*Data entries:*
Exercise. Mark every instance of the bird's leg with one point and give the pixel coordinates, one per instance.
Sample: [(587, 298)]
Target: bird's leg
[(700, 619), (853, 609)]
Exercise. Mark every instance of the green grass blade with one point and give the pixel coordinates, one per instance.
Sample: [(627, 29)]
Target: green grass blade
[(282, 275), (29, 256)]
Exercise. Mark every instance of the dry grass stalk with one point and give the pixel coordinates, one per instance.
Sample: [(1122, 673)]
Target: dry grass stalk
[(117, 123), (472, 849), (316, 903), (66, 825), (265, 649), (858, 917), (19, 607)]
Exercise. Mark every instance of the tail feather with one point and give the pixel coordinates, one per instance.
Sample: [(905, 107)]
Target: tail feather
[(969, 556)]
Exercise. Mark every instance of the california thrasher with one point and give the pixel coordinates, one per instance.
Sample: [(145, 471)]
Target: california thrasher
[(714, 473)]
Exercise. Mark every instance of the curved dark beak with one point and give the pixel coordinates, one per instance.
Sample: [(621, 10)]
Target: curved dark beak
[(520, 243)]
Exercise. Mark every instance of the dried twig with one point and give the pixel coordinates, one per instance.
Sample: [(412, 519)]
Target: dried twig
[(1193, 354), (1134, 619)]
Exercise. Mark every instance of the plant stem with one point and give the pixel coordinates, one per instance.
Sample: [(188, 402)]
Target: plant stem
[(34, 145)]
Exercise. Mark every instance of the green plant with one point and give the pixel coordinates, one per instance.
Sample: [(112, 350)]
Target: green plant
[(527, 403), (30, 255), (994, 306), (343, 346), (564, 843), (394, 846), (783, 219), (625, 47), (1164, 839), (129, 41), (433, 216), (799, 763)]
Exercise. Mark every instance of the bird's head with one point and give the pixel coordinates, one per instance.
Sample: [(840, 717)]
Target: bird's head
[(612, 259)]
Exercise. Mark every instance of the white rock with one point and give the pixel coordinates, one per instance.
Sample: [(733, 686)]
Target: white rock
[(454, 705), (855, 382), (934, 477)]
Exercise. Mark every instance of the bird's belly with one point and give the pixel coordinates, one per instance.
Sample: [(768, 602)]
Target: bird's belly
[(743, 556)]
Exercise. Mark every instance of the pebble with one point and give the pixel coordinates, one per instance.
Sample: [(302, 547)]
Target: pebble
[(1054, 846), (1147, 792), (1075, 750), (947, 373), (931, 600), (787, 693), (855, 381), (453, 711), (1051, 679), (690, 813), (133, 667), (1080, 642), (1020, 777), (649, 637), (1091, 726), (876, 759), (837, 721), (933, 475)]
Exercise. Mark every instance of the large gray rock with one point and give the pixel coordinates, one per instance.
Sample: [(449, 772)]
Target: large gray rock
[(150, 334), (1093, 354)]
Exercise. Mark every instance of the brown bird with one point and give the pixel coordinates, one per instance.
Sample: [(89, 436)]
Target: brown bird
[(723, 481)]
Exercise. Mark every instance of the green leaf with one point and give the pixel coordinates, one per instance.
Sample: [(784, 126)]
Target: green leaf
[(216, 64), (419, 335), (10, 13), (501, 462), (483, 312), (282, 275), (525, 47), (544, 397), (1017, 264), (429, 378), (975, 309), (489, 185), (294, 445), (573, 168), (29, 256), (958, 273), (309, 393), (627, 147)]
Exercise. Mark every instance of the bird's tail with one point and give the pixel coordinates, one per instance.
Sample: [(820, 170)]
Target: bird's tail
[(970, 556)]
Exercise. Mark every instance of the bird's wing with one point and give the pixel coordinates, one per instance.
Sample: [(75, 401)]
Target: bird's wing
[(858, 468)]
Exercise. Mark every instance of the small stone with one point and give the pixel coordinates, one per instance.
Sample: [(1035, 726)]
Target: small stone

*Short task:*
Rewrite all of the entries above, replacing "pixel coordinates" with "image coordinates" everywhere it occurs and leaving everything else unchanged.

*Answer to the exercise:*
Exercise. Mark every instance of the bird's leg with one point and give the image coordinates, one per instance.
Sample: [(587, 298)]
Target: bird's leg
[(700, 619), (853, 609)]
Exercise. Mark every instance of the green grass blade with one point and give the image coordinates, one per instance.
Sample: [(627, 29)]
Target: green grass blade
[(282, 275), (29, 256)]
Exercise. Mark every instance of the dry grass stalk with one point and give the image coordinates, one per instance.
Sample: [(1122, 673)]
Target: dry grass stalk
[(117, 123), (472, 849), (316, 903), (66, 825), (265, 649), (858, 917), (19, 607)]
Exercise. Mark every instance of the tail feather with one point and give the image coordinates, one per instance.
Sample: [(905, 107)]
Target: tail feather
[(969, 556)]
Exercise. Mark every instance of the california thrasher with one point and give the image coordinates, one per instance.
Sample: [(145, 471)]
Target: california thrasher
[(714, 473)]
Exercise. Mark every instance of the curved dark beak with one point and give the image coordinates, one per instance.
Sample: [(621, 10)]
Target: curved dark beak
[(520, 243)]
Exercise. Mark every instance of the dried twig with one point and give the image coordinates, one per instance.
Sample: [(412, 519)]
Target: dried twig
[(1193, 354), (1134, 619)]
Exercise. Mark every instance of the plant stem with one point and give the image coordinates, one per instance.
Sample: [(188, 402)]
Target: plant stem
[(34, 145)]
Exercise. Mark every instance of the green plant with one point and give the image coordinates, one per instance.
Sample: [(112, 350)]
Target: green plant
[(527, 403), (30, 255), (994, 306), (343, 346), (564, 843), (394, 846), (783, 219), (625, 47), (1164, 839), (129, 41), (433, 216), (799, 763)]
Exercise. Mark every instance of the bird's head with one point and give the image coordinates, one per instance.
Sample: [(840, 717)]
Target: bird's head
[(612, 259)]
Exercise. Mark every instance of the white rock with one point and give the image coordinates, one per instance.
Sample: [(733, 686)]
Target: white rock
[(454, 705), (855, 382), (934, 477)]
Exercise. Mark every instance of the bird's belly with one point and give the image coordinates, one per instance.
Sample: [(768, 602)]
Target: bird's belly
[(743, 556)]
Exercise. Mark every instance of the pebble with one point and give the image coordinates, one per instance.
Sample: [(302, 547)]
Target: pebble
[(1054, 846), (1147, 792), (1075, 750), (947, 373), (931, 600), (787, 693), (855, 381), (453, 711), (1051, 679), (690, 813), (133, 667), (1080, 642), (1020, 777), (649, 637), (1091, 726), (876, 759), (837, 721), (933, 475)]
Exercise. Mark every instance of the large gray rock with one point and give the image coordinates, one per instance.
Sample: [(449, 772)]
Target: large gray rock
[(150, 334), (1093, 354)]
Exercise. Mark every instance of the brown bird with one point and give the image coordinates, one per instance.
Sample: [(89, 436)]
Target: brown bird
[(723, 481)]
Exercise. Mark every instance of the green leaf with one point and give the image coordinates, one per instance.
Sample: [(784, 126)]
Target: green leaf
[(216, 64), (419, 335), (10, 13), (501, 462), (483, 312), (282, 275), (525, 47), (544, 397), (1017, 264), (429, 378), (975, 309), (489, 185), (294, 445), (573, 168), (29, 256), (958, 273), (309, 393), (627, 147)]
Exercise. Mark every instance of the bird's tail with one point and give the image coordinates, one per instance.
Sample: [(820, 170)]
Target: bird's tail
[(970, 556)]
Exercise. Mark every instance of the bird's wing with one point and give the image coordinates, one per instance.
Sample: [(75, 401)]
Target: bird's wing
[(858, 468)]
Exercise. Mark every instance of the small stone with one point and give the image coordinates, one per instance.
Sample: [(1035, 726)]
Target: small stone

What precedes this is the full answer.